* **What is expected**
Leave out the pictures and repeat exactly the lines from the one containing "Objective — one dot per instance of the camouflage jacket." through the final line of the listing below.

* * * * *

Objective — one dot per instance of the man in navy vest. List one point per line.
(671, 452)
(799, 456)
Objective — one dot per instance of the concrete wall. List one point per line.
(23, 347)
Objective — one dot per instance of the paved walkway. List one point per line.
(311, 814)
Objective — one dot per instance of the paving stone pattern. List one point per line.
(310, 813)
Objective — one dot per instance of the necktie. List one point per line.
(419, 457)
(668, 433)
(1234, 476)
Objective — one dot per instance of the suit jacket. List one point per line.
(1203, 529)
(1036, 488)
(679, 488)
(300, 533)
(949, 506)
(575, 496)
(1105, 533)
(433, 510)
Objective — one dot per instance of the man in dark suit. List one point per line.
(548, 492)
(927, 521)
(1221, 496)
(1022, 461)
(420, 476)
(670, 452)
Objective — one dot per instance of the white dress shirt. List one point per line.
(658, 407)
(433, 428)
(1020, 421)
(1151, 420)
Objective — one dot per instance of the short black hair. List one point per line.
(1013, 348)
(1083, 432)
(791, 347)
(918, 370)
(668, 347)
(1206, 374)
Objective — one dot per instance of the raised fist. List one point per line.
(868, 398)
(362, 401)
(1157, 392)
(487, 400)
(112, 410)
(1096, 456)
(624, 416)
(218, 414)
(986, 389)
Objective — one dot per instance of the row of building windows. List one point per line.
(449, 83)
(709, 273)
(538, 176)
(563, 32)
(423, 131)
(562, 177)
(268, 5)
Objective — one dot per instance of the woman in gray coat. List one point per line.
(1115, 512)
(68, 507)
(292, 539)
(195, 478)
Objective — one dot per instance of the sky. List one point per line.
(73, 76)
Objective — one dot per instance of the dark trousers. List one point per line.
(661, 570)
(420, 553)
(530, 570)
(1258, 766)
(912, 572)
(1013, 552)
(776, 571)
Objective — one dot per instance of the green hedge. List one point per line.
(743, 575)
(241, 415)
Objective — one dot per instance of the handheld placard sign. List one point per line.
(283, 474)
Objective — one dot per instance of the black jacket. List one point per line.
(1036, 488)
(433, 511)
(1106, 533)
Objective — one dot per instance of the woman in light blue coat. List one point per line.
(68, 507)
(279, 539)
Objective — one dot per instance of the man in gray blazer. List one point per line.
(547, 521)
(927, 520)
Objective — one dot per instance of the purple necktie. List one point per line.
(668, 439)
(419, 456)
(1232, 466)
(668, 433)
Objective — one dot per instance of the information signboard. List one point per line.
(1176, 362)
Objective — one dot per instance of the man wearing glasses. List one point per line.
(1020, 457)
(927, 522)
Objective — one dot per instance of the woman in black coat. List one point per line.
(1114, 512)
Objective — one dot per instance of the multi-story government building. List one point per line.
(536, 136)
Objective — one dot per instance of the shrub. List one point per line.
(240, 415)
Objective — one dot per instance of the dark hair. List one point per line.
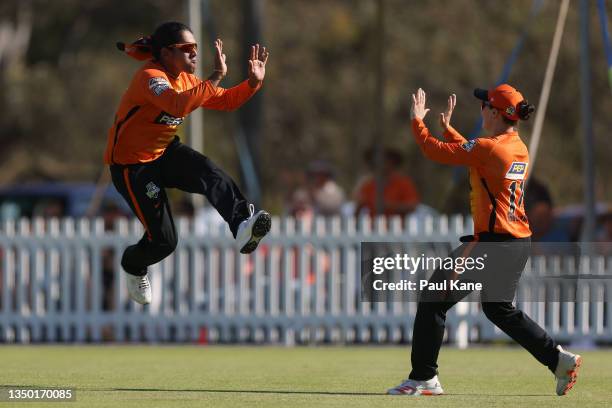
(524, 110)
(166, 34)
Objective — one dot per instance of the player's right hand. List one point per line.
(220, 65)
(446, 115)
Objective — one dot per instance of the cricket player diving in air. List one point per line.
(146, 157)
(498, 166)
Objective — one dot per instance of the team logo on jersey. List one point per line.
(165, 118)
(158, 85)
(152, 190)
(469, 145)
(517, 171)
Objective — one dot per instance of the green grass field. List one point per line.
(189, 376)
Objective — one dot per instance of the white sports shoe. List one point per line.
(252, 230)
(567, 370)
(417, 388)
(139, 288)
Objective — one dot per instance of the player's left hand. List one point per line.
(418, 109)
(446, 115)
(257, 64)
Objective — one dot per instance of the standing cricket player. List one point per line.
(498, 166)
(146, 157)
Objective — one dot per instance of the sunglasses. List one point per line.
(187, 48)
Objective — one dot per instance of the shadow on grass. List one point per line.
(287, 392)
(280, 392)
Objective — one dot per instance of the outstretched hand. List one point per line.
(418, 110)
(257, 64)
(220, 65)
(446, 115)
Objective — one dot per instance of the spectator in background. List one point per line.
(400, 196)
(184, 208)
(606, 227)
(319, 193)
(325, 194)
(540, 212)
(49, 208)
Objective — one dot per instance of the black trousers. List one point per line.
(143, 187)
(509, 261)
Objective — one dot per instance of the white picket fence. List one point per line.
(60, 281)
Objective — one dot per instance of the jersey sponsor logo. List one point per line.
(158, 85)
(517, 171)
(152, 190)
(165, 118)
(469, 145)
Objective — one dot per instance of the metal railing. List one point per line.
(61, 281)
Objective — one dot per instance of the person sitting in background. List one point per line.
(540, 212)
(400, 196)
(326, 196)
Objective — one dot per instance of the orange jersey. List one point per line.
(155, 104)
(498, 171)
(398, 189)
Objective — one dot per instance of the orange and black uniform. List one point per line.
(498, 169)
(146, 156)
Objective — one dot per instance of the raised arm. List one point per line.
(472, 153)
(157, 90)
(233, 98)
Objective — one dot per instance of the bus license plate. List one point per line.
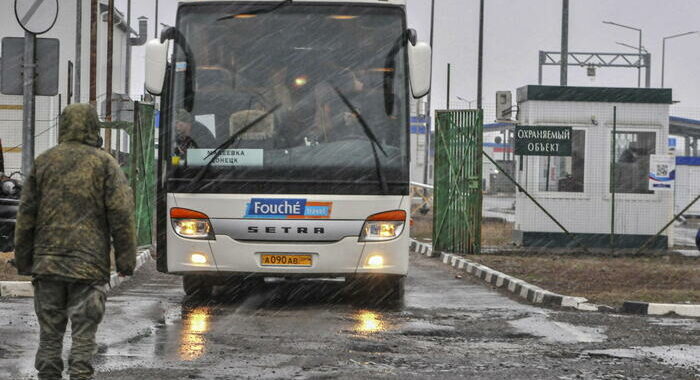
(286, 260)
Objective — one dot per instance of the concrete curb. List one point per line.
(645, 308)
(536, 295)
(25, 288)
(531, 293)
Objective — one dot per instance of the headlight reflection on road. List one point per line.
(195, 325)
(369, 322)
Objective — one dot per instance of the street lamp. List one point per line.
(639, 66)
(663, 51)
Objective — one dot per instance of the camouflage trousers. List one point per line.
(55, 302)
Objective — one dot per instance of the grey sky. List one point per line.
(516, 29)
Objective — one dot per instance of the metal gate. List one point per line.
(142, 170)
(458, 181)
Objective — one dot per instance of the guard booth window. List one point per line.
(632, 155)
(565, 174)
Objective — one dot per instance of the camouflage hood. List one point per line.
(79, 123)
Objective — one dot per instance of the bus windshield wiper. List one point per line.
(370, 135)
(220, 149)
(257, 11)
(190, 66)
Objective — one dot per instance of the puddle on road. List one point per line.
(195, 326)
(369, 322)
(558, 332)
(681, 355)
(689, 324)
(424, 328)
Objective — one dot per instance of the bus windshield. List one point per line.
(291, 98)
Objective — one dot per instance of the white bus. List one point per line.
(284, 146)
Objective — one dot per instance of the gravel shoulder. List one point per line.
(606, 280)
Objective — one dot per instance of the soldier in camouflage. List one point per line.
(74, 201)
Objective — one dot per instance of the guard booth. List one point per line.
(593, 181)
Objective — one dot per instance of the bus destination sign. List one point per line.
(542, 141)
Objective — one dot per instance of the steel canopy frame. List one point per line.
(586, 59)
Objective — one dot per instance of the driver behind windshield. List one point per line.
(190, 134)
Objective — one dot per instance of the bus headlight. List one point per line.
(383, 226)
(191, 224)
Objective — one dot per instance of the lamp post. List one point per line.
(663, 51)
(639, 48)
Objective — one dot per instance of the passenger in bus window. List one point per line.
(191, 134)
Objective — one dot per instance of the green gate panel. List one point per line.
(457, 180)
(142, 170)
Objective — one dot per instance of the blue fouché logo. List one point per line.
(287, 209)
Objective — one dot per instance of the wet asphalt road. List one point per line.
(447, 328)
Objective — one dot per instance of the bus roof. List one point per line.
(392, 2)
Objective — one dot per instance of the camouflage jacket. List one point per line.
(73, 202)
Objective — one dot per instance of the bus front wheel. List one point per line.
(196, 286)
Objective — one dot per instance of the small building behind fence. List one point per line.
(594, 182)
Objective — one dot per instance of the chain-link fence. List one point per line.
(46, 128)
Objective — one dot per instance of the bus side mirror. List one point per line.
(156, 65)
(420, 68)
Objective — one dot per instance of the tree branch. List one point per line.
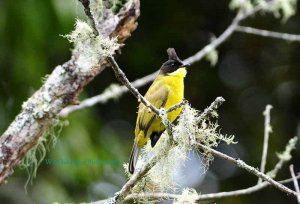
(267, 131)
(61, 88)
(119, 196)
(241, 164)
(269, 34)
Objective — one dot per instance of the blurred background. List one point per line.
(250, 73)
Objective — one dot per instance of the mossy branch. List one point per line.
(65, 83)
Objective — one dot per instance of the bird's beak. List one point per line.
(185, 65)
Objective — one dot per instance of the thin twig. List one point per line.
(146, 79)
(151, 162)
(87, 10)
(202, 197)
(267, 131)
(240, 163)
(214, 105)
(219, 195)
(269, 34)
(120, 75)
(296, 184)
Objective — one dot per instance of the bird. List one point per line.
(166, 90)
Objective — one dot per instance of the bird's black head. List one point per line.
(173, 62)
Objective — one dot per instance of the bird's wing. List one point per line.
(157, 95)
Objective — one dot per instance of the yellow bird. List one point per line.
(166, 91)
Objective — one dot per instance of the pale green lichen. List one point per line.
(212, 57)
(188, 196)
(96, 7)
(190, 130)
(241, 4)
(286, 154)
(283, 9)
(90, 48)
(36, 154)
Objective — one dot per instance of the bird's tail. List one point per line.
(133, 158)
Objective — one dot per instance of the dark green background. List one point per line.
(251, 72)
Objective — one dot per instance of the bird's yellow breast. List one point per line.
(166, 91)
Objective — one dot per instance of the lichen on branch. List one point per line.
(190, 128)
(89, 47)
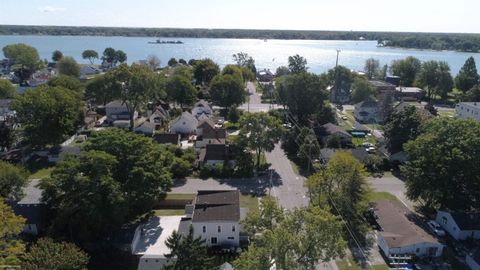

* * * * *

* **Output for this task**
Objective — one dot per instance of the camouflage jacket. List one point per line.
(73, 202)
Objective — one dot per instance of the bus front wheel. List one point per line.
(196, 286)
Objective — one dot per instance of the small building behind fence. List one point per line.
(594, 182)
Objective — one dot per instance of the chain-link fence. List one point per line.
(46, 128)
Objective — one dot per instance of the bus side mirror. List one point per line.
(156, 65)
(420, 68)
Objective — one dot per instance of the tree branch. List one point per line.
(267, 131)
(61, 88)
(119, 196)
(241, 164)
(269, 34)
Objective — one dot per instance of the blurred background. List one point per line.
(250, 73)
Objective — one dot per instance of the mossy branch. List one point per line.
(65, 83)
Objective — one dot per instance of the bird's beak. List one point per line.
(185, 65)
Objective — one dot per instance of the thin twig. List one point per line.
(146, 79)
(151, 162)
(87, 10)
(202, 197)
(267, 131)
(240, 163)
(214, 105)
(219, 195)
(269, 34)
(120, 75)
(296, 184)
Objective — one dot per instance of the bird. List one point per line.
(166, 90)
Objective — one dot per instance of the bird's black head. List one point per line.
(173, 62)
Objective — one dot per instance of the bird's wing. List one point per line.
(157, 95)
Objective — one dot per instance of the yellow bird. List one point per line.
(166, 91)
Objective — one dot per instance of the pale green lichen. List one point per line.
(212, 57)
(188, 196)
(96, 7)
(190, 130)
(241, 4)
(286, 154)
(283, 9)
(90, 48)
(36, 154)
Objective — one dot per instance of the bird's tail. List one point per line.
(133, 158)
Objective — one dot per instance of the dark green background. List one point per line.
(251, 72)
Objective — one dot per instance of the bird's yellow breast. List one point per line.
(166, 91)
Objective — one dot per instance of the lichen on branch. List one point per line.
(190, 128)
(89, 47)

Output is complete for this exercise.